### [DATA IN THIS EXERCISE]
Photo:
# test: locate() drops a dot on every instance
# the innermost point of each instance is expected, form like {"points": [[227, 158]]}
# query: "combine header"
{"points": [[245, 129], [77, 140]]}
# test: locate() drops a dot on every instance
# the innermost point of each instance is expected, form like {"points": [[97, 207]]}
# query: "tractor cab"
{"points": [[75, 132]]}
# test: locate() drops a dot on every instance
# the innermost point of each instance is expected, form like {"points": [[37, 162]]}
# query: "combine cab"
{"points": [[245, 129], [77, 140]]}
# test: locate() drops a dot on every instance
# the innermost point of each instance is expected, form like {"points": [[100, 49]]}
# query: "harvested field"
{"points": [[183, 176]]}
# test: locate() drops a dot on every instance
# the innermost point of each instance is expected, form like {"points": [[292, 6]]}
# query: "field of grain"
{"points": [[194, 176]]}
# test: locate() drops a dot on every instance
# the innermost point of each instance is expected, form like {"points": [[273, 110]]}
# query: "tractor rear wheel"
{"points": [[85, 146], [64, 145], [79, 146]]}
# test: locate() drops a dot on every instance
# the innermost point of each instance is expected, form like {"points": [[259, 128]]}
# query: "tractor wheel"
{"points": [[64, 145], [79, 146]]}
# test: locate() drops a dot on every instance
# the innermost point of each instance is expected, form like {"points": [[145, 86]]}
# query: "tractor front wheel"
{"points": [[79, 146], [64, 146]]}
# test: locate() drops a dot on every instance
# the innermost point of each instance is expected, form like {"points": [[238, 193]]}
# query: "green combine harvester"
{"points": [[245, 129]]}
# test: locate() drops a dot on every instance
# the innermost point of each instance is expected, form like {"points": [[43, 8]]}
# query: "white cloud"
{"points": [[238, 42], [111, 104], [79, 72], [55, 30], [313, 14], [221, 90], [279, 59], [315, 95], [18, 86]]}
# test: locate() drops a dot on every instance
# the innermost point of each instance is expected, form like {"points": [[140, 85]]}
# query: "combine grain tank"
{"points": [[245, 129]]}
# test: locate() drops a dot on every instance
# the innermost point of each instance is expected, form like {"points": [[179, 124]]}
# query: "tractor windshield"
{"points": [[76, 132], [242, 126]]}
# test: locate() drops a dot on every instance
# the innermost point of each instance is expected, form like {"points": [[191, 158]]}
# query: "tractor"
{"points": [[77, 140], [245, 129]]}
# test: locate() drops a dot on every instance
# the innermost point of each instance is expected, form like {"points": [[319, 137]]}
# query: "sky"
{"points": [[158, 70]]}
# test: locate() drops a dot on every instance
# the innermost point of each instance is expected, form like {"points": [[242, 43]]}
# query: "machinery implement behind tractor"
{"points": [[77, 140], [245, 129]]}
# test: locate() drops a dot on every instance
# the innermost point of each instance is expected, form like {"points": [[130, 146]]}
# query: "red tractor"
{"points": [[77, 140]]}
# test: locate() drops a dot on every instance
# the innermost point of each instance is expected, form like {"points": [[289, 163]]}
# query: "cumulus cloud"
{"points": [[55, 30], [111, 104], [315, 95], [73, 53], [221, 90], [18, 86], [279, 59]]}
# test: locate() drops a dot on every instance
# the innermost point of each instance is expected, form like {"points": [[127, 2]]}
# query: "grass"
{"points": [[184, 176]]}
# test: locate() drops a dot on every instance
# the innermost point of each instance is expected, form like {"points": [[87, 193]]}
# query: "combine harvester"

### [WHAT IS BEING ASKED]
Set down the whole listing again, exactly as shown above.

### [REPLY TO THE EXERCISE]
Photo:
# test: locate() drops a dot on every instance
# the innermost point of each instance is expected, form like {"points": [[227, 158]]}
# query: "combine header"
{"points": [[245, 129], [77, 140]]}
# test: locate() drops a dot on every instance
# the innermost point of each instance is expected, form like {"points": [[97, 207]]}
# query: "tractor cab"
{"points": [[75, 132]]}
# test: locate() drops a dot on every instance
# the innermost point of each instance is expected, form like {"points": [[37, 162]]}
# query: "combine cab"
{"points": [[245, 129], [77, 140]]}
# test: locate() drops a dot on every instance
# the innermost point of each instance is expected, form like {"points": [[100, 49]]}
# query: "harvested field"
{"points": [[183, 176]]}
# test: locate() drops a dot on every instance
# the innermost point of each instance is expected, form like {"points": [[292, 6]]}
# query: "field of grain"
{"points": [[194, 176]]}
# test: locate() drops a dot on every instance
# the innermost point of each instance is expected, form like {"points": [[273, 110]]}
# query: "tractor rear wheel"
{"points": [[85, 146], [64, 145], [79, 146]]}
# test: locate() drops a dot on every instance
# the innermost point of each instance is expected, form like {"points": [[259, 128]]}
# query: "tractor wheel"
{"points": [[64, 145], [79, 146]]}
# test: locate() drops a dot on every instance
# the innermost point of each instance is expected, form like {"points": [[145, 86]]}
# query: "tractor front wheel"
{"points": [[79, 146], [64, 146]]}
# test: locate() drops a dot on every instance
# the innermost point of each instance is expected, form like {"points": [[238, 193]]}
# query: "green combine harvester"
{"points": [[245, 129]]}
# test: locate() drops a dot on every instance
# the innermost point of each instance is expected, form like {"points": [[43, 8]]}
# query: "white cloud"
{"points": [[238, 42], [111, 104], [79, 72], [55, 30], [313, 14], [221, 90], [279, 59], [315, 95], [18, 86]]}
# test: locate() drops a dot on every instance
# the innermost point of each instance is expected, form like {"points": [[140, 85]]}
# query: "combine grain tank"
{"points": [[245, 129]]}
# test: locate() drops a dot on every instance
# the innermost point of each instance is expected, form like {"points": [[179, 124]]}
# query: "tractor windshield"
{"points": [[76, 132], [242, 126]]}
# test: locate() drops a dot on every instance
# the innermost point of each instance is expected, form like {"points": [[191, 158]]}
# query: "tractor"
{"points": [[77, 140], [245, 129]]}
# test: locate() drops a dot on every instance
# the innermost point of each instance is expected, form like {"points": [[319, 137]]}
# query: "sky"
{"points": [[158, 70]]}
# test: locate() drops a dot on every instance
# the innermost point of each instance is expected, form like {"points": [[242, 43]]}
# query: "machinery implement behind tractor"
{"points": [[77, 140], [245, 129]]}
# test: locate() drops a dot on every instance
# the innermost point of each instance is expected, form like {"points": [[130, 146]]}
# query: "red tractor"
{"points": [[77, 140]]}
# test: locate() drops a dot on every instance
# the innermost point of each instance is expected, form like {"points": [[289, 163]]}
# query: "cumulus cloud"
{"points": [[55, 30], [111, 104], [315, 95], [73, 53], [221, 90], [18, 86], [279, 59]]}
# test: locate() drops a dot on every instance
# the innermost point of each instance is expected, form like {"points": [[127, 2]]}
# query: "grass"
{"points": [[184, 176]]}
# test: locate() drops a dot on every instance
# the innermost point of each instance is expected, form like {"points": [[87, 193]]}
# query: "combine harvester"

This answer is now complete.